ABOUT THIS TASK: Each entry below needs to be retyped exactly as given.

MATERIAL FOR THE TASK:
%%

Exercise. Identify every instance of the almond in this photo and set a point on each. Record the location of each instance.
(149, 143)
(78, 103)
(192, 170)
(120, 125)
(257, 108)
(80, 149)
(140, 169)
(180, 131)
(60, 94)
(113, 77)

%%

OUTPUT OF THE EXERCISE:
Exercise. Identify every instance of the almond in this photo and set a point on each. Record the location of each instance.
(149, 143)
(78, 103)
(192, 170)
(120, 125)
(257, 108)
(80, 149)
(140, 169)
(180, 131)
(60, 94)
(113, 77)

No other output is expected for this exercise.